# Directive:
Return each line below that contains the word "street", copied in full.
-=-=-
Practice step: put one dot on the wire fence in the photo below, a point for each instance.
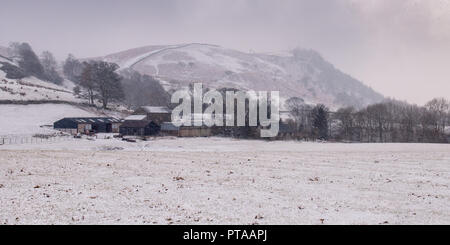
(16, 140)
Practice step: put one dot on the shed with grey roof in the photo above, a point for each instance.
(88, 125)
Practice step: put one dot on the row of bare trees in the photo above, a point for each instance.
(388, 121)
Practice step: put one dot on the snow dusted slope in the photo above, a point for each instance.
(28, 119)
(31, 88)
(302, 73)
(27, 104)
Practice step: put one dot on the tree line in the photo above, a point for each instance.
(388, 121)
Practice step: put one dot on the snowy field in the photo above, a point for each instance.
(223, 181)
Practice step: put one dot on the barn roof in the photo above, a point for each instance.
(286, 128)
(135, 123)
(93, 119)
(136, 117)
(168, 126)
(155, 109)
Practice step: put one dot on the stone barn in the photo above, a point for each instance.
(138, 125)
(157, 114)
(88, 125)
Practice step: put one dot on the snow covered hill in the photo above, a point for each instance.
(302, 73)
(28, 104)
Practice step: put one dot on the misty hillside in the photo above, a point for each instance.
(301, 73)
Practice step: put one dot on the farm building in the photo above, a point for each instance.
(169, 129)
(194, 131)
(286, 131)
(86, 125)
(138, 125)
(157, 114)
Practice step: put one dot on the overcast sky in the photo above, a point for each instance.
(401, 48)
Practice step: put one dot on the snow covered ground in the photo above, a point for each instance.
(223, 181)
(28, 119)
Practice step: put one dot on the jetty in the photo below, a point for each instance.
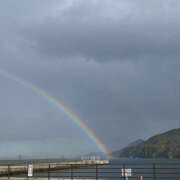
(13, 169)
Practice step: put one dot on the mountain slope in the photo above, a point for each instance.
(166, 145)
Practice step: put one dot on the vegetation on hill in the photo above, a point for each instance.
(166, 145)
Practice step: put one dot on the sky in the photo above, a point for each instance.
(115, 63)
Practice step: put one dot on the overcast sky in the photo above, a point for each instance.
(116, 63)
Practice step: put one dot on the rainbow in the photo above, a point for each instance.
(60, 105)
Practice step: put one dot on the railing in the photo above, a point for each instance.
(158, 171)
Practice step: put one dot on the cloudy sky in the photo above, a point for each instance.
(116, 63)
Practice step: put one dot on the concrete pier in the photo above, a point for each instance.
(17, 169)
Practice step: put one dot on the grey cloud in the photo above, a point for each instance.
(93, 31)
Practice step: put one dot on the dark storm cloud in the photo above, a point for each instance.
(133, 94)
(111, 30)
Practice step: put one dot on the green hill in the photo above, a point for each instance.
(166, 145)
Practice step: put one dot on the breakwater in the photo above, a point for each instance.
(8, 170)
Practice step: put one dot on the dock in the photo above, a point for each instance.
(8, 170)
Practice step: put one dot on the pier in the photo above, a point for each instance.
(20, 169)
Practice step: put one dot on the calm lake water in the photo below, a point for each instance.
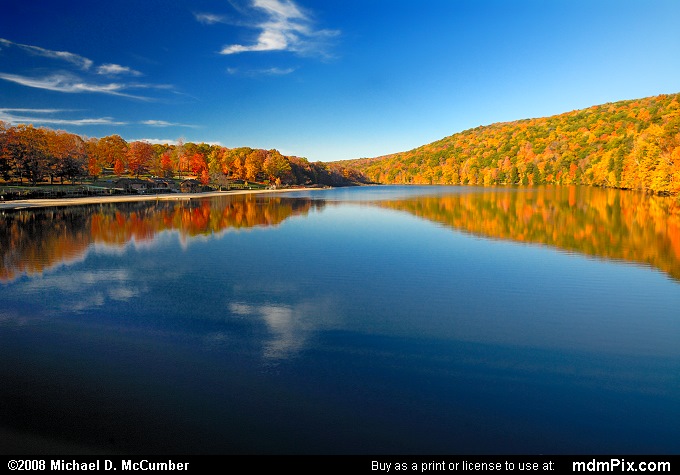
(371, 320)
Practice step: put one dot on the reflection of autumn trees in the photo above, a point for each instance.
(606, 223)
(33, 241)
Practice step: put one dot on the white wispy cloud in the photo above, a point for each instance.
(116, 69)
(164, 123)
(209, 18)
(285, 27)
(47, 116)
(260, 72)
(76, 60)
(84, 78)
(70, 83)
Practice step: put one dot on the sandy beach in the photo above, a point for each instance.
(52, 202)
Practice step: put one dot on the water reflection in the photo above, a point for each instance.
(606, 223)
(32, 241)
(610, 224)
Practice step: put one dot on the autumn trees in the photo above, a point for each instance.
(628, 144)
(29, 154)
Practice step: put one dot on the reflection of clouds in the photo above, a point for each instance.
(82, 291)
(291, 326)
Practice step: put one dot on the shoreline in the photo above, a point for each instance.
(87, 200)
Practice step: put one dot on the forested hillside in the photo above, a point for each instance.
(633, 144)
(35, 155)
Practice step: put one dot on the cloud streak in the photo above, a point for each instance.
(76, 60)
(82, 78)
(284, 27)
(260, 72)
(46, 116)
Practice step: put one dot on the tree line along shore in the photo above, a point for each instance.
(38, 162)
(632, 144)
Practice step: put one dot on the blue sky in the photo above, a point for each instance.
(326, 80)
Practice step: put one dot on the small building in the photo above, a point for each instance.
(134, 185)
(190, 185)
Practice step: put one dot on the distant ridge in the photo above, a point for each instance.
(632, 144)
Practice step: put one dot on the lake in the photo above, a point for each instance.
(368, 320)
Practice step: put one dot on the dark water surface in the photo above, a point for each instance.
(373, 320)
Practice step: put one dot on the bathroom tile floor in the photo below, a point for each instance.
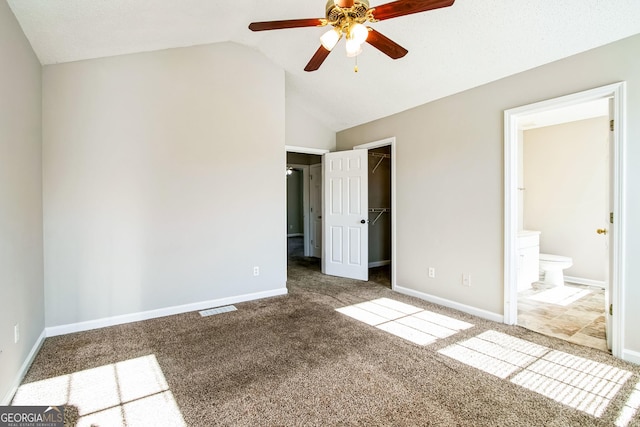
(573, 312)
-=-=-
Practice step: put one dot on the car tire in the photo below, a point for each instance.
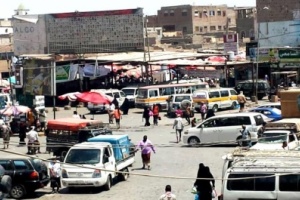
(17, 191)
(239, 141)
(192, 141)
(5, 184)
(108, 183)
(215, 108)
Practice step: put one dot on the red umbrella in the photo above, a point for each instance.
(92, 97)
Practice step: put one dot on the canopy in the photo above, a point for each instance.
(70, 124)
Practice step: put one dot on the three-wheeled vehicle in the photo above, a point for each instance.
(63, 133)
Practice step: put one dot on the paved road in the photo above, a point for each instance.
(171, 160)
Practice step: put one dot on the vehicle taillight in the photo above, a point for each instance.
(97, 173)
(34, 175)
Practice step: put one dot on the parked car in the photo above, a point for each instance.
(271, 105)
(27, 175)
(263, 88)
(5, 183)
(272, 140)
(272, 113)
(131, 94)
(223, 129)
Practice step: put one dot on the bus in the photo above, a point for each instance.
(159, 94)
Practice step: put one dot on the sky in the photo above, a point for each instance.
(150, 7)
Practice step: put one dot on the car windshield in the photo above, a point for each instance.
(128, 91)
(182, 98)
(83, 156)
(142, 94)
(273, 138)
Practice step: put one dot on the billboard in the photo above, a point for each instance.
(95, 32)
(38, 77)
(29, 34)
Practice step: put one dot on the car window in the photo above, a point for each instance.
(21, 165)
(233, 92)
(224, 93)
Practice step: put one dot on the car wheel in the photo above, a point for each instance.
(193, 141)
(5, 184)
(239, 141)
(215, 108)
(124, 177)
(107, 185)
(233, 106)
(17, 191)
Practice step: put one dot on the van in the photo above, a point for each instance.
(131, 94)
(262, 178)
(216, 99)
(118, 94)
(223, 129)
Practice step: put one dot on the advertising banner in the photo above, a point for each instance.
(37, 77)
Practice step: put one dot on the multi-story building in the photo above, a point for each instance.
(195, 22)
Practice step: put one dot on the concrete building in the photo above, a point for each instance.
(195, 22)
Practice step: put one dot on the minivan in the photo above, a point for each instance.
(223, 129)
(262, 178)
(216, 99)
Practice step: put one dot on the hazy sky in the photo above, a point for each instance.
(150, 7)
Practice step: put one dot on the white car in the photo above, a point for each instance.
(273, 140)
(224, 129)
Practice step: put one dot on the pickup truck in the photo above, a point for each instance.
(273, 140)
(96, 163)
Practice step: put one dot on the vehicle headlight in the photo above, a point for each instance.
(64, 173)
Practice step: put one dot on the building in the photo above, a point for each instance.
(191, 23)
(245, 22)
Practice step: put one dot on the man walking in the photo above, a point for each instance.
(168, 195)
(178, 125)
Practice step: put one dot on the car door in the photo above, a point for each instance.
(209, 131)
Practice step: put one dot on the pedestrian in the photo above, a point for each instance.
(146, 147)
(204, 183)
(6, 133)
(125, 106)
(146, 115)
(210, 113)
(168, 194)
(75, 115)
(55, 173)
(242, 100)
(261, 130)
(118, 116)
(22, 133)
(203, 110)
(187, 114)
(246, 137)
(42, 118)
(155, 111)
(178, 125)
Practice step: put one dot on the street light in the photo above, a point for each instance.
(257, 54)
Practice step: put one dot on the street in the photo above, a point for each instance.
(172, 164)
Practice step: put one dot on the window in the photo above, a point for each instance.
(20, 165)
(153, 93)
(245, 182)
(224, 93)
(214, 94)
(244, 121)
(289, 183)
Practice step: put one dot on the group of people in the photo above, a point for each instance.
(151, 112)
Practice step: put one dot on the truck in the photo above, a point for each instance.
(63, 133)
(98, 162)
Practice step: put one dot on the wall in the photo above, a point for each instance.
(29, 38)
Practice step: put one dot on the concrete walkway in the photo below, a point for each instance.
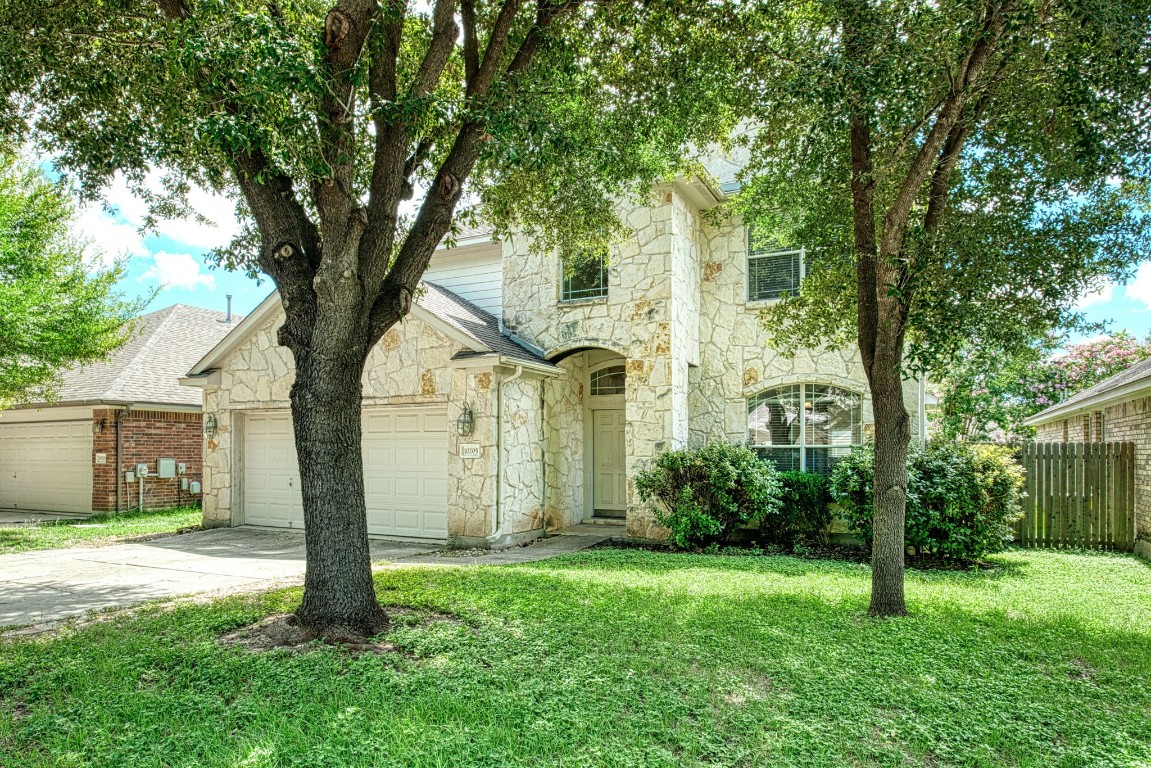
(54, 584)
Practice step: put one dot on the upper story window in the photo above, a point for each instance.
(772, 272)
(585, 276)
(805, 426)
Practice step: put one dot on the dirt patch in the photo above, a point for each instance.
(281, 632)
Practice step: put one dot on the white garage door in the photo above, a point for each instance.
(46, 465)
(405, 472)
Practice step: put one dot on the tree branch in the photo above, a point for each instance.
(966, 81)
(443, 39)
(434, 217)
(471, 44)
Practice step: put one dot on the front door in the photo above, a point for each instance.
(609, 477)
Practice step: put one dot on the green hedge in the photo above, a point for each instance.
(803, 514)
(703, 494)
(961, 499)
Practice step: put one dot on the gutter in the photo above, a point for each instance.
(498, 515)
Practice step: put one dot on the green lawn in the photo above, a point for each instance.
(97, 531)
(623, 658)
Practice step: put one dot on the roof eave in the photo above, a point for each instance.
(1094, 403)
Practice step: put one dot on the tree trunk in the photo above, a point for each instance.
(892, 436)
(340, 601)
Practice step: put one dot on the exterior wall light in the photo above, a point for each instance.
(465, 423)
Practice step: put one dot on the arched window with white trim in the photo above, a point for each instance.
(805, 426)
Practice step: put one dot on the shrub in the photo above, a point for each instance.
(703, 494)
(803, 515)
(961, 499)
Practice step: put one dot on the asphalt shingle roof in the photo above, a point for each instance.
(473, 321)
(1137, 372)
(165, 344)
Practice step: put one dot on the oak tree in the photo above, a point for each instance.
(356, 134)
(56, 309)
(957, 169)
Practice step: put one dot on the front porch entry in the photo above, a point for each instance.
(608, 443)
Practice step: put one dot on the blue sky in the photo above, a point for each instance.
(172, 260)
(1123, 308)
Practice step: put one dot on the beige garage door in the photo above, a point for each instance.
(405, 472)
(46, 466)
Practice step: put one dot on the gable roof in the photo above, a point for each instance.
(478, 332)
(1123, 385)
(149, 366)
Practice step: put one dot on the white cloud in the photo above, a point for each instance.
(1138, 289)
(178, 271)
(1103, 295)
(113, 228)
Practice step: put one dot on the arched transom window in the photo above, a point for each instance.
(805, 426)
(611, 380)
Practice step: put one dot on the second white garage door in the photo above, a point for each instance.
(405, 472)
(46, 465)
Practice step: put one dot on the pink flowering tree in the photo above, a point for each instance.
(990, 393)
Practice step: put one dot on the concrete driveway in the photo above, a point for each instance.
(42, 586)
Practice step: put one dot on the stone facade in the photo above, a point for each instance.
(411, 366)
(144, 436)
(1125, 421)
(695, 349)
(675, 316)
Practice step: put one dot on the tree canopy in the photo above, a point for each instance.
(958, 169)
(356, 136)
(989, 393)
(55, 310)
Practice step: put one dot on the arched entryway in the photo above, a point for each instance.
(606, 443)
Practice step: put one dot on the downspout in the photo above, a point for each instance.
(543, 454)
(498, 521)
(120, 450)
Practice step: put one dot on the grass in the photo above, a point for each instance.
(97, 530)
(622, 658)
-=-=-
# The reply:
Practice step: put one dot on the street light in the photo above, a point for each instance.
Practice step: put one dot on the street in the photo above, a point for each instance.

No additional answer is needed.